Information provided

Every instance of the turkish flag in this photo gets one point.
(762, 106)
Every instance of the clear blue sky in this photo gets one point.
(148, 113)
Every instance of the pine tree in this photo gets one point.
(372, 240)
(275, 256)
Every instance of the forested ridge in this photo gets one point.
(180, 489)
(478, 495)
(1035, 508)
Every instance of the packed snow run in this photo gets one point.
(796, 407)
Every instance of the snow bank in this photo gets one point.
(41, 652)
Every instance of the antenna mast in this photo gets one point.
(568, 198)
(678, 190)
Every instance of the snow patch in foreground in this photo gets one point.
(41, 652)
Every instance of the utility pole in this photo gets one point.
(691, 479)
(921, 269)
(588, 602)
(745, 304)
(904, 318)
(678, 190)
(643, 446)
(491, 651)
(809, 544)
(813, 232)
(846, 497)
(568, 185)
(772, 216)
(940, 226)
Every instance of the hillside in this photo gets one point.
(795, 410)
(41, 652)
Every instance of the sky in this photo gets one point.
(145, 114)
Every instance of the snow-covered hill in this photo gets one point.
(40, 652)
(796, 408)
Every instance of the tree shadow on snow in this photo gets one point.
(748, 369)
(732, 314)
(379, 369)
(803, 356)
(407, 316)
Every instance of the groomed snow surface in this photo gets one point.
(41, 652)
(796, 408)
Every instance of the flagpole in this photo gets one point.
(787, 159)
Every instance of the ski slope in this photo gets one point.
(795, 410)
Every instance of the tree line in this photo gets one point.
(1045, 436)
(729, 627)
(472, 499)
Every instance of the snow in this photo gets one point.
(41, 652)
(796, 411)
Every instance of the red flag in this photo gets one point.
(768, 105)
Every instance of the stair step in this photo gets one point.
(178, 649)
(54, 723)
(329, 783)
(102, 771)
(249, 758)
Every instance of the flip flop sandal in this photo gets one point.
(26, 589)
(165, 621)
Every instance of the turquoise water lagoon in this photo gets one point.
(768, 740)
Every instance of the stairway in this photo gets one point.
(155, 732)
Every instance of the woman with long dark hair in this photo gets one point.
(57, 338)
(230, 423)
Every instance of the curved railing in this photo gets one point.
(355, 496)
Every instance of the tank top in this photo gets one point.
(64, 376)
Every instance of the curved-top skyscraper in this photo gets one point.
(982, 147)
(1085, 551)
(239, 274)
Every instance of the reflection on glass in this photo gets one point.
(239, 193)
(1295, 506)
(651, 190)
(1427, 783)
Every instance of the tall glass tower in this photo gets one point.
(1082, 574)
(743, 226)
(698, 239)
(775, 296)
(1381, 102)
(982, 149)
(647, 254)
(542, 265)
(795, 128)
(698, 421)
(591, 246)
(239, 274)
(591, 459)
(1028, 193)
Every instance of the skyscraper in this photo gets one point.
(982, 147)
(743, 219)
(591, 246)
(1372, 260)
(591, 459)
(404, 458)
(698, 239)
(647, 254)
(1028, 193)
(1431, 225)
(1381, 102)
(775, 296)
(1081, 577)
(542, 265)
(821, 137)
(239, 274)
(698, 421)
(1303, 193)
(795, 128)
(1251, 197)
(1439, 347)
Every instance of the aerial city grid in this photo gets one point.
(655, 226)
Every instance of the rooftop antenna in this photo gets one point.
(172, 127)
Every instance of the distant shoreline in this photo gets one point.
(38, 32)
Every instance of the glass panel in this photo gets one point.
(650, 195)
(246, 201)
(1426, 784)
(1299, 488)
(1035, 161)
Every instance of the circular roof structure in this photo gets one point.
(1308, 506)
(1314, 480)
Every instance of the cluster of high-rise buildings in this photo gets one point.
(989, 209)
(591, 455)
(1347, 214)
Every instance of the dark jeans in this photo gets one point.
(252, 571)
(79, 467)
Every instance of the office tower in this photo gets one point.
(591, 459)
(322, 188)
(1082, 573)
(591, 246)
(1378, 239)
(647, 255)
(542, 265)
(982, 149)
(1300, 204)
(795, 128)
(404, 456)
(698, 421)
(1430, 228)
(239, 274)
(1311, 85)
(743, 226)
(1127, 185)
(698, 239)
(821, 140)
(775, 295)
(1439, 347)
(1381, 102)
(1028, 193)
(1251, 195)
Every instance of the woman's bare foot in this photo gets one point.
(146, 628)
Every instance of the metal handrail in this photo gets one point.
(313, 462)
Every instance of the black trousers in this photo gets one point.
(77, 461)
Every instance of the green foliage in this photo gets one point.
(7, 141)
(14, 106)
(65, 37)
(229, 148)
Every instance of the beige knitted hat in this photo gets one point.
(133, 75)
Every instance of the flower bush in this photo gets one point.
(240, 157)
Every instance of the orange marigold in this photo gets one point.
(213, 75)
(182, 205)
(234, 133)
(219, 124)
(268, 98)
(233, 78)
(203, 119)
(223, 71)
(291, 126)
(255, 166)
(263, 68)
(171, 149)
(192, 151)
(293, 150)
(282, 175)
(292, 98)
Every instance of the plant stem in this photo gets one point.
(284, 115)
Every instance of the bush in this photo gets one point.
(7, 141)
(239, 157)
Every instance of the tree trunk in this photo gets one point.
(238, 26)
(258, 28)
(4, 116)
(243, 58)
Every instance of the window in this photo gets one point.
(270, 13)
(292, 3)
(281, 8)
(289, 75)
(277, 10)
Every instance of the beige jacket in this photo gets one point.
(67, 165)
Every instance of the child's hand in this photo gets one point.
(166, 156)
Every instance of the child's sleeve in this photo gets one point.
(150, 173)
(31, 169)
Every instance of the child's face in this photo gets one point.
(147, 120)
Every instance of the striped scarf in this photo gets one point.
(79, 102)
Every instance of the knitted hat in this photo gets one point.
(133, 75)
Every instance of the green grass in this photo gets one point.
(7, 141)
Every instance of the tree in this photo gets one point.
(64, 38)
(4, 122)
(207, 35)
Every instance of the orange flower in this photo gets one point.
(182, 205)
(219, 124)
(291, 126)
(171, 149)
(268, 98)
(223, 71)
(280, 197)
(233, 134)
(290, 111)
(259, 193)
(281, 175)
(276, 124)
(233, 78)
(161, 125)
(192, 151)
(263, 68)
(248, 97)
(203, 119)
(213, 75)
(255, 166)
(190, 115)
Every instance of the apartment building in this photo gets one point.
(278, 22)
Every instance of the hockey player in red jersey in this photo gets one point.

Instructions to follow
Having gone through the data above, repeat it exactly.

Reply to the exercise
Every instance of the turkish flag in this photo gets one point.
(762, 106)
Every instance of the clear blue sky in this photo gets one point.
(148, 113)
Every instance of the pine tree in this photo gets one point.
(372, 240)
(275, 256)
Every instance of the forested ridge in this photo gets one point.
(180, 489)
(478, 495)
(1035, 508)
Every instance of the packed snow run in this photo gets one point.
(796, 407)
Every instance of the snow bank in this photo gets one point.
(41, 652)
Every instance of the antenna mast in this photo gets one point.
(568, 198)
(678, 190)
Every instance of the snow patch in foreground in this photo gets one point.
(41, 652)
Every instance of the utility pole in this photo gets one point.
(691, 479)
(921, 269)
(588, 602)
(745, 304)
(904, 318)
(678, 190)
(643, 446)
(491, 651)
(809, 544)
(813, 232)
(846, 497)
(568, 185)
(772, 216)
(940, 226)
Every instance of the hillside in this photo gets one point.
(795, 410)
(41, 652)
Every instance of the sky in this photo gets one point.
(145, 114)
Every instance of the snow-covered hill in this photo gets one point.
(40, 652)
(796, 408)
Every instance of the tree shadow on snow in this photo gets one point.
(748, 369)
(732, 314)
(379, 369)
(803, 356)
(407, 316)
Every instance of the groomed snow surface in this photo gets one point.
(41, 652)
(796, 408)
Every instance of the flagpole in this photo gets one point.
(787, 159)
Every instance of the ski slope in this photo gets one point.
(795, 410)
Every instance of the tree line in this photo gets one point.
(1045, 436)
(729, 627)
(472, 499)
Every instance of the snow in this photo gets one point.
(41, 652)
(796, 411)
Every instance of the red flag in this photo gets one point.
(768, 105)
Every instance of the stair step in this photo gets one point.
(178, 649)
(54, 723)
(329, 783)
(102, 771)
(249, 758)
Every instance of the flip flop sandal in this photo gets one point.
(26, 589)
(165, 621)
Every instance of the turquoise water lagoon in this photo gets one point.
(768, 740)
Every instance of the stairway in this photo gets one point.
(155, 732)
Every instance of the woman with long dark hair in this photo gets one point.
(57, 338)
(230, 423)
Every instance of the curved railing in this photo gets one point.
(355, 496)
Every instance of the tank top in this photo gets one point.
(64, 376)
Every instance of the curved-top skyscraper in this photo gets one point.
(982, 147)
(1085, 551)
(239, 274)
Every instance of the reflection on glass in this photo gets one point.
(239, 193)
(1295, 506)
(651, 190)
(1427, 783)
Every instance of the tall glass tower in this photo gets one point.
(1082, 574)
(743, 226)
(698, 239)
(775, 296)
(1381, 102)
(982, 149)
(647, 254)
(542, 265)
(795, 128)
(698, 421)
(591, 246)
(239, 274)
(591, 459)
(1028, 193)
Every instance of the skyscraper in this photo gets one point.
(982, 147)
(743, 219)
(591, 246)
(1372, 260)
(591, 459)
(404, 458)
(698, 239)
(647, 254)
(1028, 193)
(1431, 225)
(1381, 102)
(775, 296)
(1081, 577)
(542, 265)
(821, 137)
(239, 274)
(698, 421)
(1303, 193)
(795, 128)
(1251, 197)
(1439, 347)
Every instance of the aerial city grid in this photo gets one point.
(655, 226)
Every instance of the rooftop antenna in this photo gets one point.
(172, 127)
Every instance of the distant shoreline in this photo gets one point.
(38, 32)
Every instance of the glass panel in this photo gets one point.
(650, 195)
(246, 201)
(1426, 784)
(1299, 488)
(1035, 161)
Every instance of the circular roof structure in this photo gets one point.
(1308, 506)
(1314, 480)
Every instance of the cluster of high-rise buildings in this photo gets one point.
(989, 209)
(591, 455)
(1347, 214)
Every instance of the dark jeans in this photo gets one point.
(252, 571)
(79, 467)
Every instance of the office tower in this photo gets one point.
(591, 459)
(322, 188)
(1082, 573)
(591, 246)
(1378, 239)
(647, 255)
(542, 265)
(982, 149)
(1300, 204)
(795, 128)
(404, 456)
(698, 421)
(1430, 228)
(239, 274)
(1311, 85)
(743, 226)
(1127, 185)
(698, 239)
(821, 140)
(775, 295)
(1439, 347)
(1381, 102)
(1028, 193)
(1251, 195)
Every instance of the woman's bare foot in this photo gets one point.
(146, 628)
Every instance of the metal handrail in this photo gets one point.
(313, 462)
Every instance of the black trousers in this photo gets one point.
(77, 461)
Every instance of the green foliage in this photo gets one point.
(7, 141)
(14, 106)
(65, 37)
(229, 148)
Every instance of the beige knitted hat in this photo gets one point.
(133, 75)
Every instance of the flower bush in this photo gets one point.
(240, 157)
Every instance of the orange marigold in this photo gets one point.
(213, 75)
(182, 205)
(234, 133)
(219, 124)
(268, 98)
(233, 78)
(203, 119)
(223, 71)
(291, 126)
(255, 166)
(263, 68)
(171, 149)
(192, 151)
(293, 150)
(282, 175)
(292, 98)
Every instance of the plant stem in this photo gets one point.
(284, 115)
Every instance of the bush in this photo gets one point.
(7, 141)
(239, 157)
Every instance of the tree trunk in this photo gets one point.
(238, 26)
(258, 28)
(4, 116)
(243, 58)
Every instance of the window in this photo gets one point.
(270, 13)
(292, 3)
(281, 8)
(289, 75)
(277, 10)
Every instance of the beige jacket in this photo gets one point.
(67, 165)
Every instance of the child's hand in this photo gets one point.
(166, 156)
Every instance of the child's sleeve in this photo gets one point.
(150, 173)
(31, 169)
Every instance of the child's face in this photo gets one point.
(147, 120)
Every instance of the striped scarf in this photo gets one point.
(79, 102)
Every instance of the knitted hat in this photo gets one point.
(133, 75)
Every instance of the green grass in this photo gets one point.
(7, 141)
Every instance of the tree in this photo gets one point.
(64, 38)
(4, 122)
(207, 35)
Every instance of the orange flower in this photo gets one point.
(182, 205)
(219, 124)
(291, 126)
(171, 149)
(268, 98)
(223, 71)
(280, 197)
(233, 134)
(290, 111)
(259, 193)
(281, 175)
(276, 124)
(233, 78)
(161, 125)
(192, 151)
(263, 68)
(248, 97)
(203, 119)
(213, 75)
(255, 166)
(190, 115)
Every instance of the apartment building in this photo gets one point.
(278, 22)
Every instance of the hockey player in red jersey in this photo gets one point.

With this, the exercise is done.